◆ REQUIREMENT
Please copy out the entries below exactly, beginning with the line that contains "# test: pointer returns one pin per instance of the grey" and ending with the line that contains "the woman wearing sunglasses", and include nothing outside that span.
---------- TASK MATERIAL ----------
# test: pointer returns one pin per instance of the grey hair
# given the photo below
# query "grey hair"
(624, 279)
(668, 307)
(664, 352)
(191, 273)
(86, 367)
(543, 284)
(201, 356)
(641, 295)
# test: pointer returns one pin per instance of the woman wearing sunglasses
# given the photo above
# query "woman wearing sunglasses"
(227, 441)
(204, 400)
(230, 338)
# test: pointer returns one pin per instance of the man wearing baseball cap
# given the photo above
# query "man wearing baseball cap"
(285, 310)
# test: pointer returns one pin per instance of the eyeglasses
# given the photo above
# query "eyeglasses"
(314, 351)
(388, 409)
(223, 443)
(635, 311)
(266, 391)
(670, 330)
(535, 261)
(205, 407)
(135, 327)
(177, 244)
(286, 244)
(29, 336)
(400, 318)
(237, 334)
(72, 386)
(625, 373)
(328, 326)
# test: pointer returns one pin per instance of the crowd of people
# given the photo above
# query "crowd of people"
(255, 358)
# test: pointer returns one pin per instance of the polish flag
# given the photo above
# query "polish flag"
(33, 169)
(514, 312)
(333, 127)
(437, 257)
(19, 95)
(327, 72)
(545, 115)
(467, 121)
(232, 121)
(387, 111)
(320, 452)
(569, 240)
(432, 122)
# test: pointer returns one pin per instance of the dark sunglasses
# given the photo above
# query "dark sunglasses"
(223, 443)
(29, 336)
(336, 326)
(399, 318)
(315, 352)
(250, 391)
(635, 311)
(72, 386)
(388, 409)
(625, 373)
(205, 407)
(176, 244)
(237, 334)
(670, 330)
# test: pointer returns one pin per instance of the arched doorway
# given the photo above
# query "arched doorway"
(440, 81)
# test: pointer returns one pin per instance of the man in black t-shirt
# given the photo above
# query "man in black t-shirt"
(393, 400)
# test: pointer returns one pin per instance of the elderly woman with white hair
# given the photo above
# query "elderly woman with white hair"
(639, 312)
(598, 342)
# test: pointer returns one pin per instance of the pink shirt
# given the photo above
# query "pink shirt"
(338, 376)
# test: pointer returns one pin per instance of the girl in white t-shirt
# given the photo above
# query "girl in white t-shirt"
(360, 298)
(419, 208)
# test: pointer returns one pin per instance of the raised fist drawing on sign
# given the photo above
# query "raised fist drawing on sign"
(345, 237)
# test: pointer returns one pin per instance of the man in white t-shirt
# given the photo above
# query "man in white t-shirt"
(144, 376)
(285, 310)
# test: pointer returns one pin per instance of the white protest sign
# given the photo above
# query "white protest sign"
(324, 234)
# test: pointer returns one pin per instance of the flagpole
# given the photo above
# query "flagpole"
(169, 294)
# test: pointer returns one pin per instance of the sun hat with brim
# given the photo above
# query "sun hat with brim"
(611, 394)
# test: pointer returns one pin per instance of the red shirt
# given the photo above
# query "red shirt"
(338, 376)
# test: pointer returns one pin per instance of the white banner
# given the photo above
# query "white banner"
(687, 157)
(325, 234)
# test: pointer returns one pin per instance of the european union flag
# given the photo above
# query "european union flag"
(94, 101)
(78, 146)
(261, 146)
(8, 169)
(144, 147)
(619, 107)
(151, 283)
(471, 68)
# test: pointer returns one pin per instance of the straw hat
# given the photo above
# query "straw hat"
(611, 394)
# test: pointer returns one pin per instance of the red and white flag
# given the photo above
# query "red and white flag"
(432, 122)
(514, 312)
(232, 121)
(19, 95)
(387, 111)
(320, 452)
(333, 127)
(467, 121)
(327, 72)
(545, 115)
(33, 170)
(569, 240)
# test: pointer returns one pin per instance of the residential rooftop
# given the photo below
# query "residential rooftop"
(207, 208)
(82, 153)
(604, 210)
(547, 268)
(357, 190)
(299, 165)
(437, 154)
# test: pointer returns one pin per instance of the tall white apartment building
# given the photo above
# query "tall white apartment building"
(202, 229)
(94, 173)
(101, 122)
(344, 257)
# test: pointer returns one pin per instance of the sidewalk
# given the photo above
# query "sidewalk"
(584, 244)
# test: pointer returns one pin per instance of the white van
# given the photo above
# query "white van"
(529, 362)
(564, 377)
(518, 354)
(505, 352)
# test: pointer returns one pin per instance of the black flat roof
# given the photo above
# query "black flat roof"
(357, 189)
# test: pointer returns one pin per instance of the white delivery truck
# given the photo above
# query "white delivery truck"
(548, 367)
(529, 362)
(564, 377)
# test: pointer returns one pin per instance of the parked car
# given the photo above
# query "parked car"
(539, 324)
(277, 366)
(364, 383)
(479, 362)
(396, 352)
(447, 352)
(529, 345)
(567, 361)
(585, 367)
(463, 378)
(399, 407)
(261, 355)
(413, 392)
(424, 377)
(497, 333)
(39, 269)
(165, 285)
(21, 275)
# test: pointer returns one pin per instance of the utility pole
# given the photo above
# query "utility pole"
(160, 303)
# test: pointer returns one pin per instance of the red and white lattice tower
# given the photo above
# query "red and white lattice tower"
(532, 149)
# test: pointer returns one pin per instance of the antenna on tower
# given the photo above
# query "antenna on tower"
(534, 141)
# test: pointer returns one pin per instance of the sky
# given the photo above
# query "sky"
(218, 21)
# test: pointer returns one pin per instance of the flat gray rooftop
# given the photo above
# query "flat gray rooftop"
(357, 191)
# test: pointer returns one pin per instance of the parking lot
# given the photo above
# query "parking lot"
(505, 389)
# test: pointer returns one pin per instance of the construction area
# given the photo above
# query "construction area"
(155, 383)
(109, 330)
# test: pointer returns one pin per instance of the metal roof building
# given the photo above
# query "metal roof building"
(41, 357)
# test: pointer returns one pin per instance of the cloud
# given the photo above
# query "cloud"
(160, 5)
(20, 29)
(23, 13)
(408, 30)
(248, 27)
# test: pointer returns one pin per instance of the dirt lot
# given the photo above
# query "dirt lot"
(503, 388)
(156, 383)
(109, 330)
----------
---------- TASK MATERIAL ----------
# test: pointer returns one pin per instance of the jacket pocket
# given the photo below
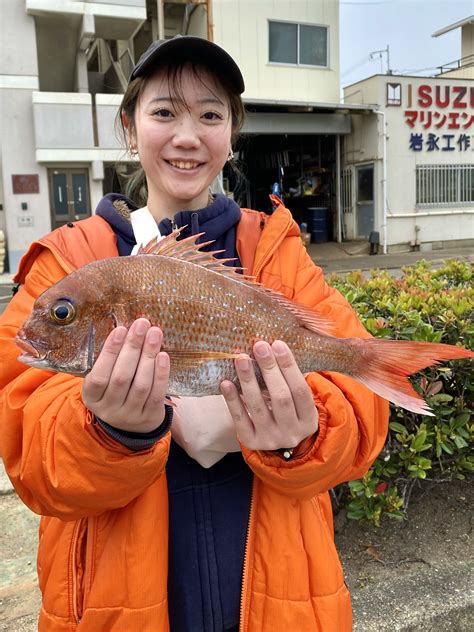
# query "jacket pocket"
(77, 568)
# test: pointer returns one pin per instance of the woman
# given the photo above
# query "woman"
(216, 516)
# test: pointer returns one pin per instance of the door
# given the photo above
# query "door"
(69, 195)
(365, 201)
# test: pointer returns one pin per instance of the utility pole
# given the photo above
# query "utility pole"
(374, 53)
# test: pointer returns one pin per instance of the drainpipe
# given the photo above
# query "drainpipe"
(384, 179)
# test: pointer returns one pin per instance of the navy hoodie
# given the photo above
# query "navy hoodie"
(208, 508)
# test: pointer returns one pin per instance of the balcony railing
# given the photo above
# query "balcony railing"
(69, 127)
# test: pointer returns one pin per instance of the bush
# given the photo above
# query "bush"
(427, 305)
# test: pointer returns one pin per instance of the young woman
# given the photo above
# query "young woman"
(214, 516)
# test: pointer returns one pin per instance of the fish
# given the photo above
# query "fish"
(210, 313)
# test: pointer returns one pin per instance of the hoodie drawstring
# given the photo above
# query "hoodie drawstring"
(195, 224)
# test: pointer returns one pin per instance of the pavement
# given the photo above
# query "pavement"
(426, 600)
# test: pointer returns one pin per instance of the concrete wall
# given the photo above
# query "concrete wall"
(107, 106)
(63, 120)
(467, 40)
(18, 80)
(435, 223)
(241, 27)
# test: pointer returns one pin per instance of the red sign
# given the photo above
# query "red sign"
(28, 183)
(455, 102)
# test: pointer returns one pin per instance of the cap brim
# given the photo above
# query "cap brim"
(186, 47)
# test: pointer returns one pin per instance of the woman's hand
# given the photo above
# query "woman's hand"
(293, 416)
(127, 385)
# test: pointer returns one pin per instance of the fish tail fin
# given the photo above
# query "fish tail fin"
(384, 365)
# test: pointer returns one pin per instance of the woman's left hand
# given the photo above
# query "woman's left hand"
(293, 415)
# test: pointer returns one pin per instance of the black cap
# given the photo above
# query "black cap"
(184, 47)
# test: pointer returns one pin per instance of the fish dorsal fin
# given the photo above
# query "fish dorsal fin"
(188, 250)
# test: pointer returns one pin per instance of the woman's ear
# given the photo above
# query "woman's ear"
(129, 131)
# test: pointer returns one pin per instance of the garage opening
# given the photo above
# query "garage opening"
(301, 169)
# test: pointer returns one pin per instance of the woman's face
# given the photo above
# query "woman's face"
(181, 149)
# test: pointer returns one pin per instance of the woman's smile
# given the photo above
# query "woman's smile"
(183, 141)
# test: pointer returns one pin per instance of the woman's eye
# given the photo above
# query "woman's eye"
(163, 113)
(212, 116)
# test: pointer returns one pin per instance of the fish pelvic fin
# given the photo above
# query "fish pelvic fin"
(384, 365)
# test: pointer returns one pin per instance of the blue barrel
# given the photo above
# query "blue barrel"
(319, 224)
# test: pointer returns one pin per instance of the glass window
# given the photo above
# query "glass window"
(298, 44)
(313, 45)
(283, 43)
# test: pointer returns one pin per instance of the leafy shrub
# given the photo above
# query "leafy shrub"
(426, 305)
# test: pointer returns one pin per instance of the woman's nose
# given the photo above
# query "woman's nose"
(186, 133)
----------
◆ RESULT OF THE EXERCISE
# test: pointer returns one pin per instance of the grey hair
# given the photo below
# query "grey hair"
(624, 279)
(668, 307)
(664, 352)
(191, 273)
(86, 367)
(543, 284)
(201, 356)
(641, 295)
# test: pointer returns one pin per instance of the woman wearing sunglasses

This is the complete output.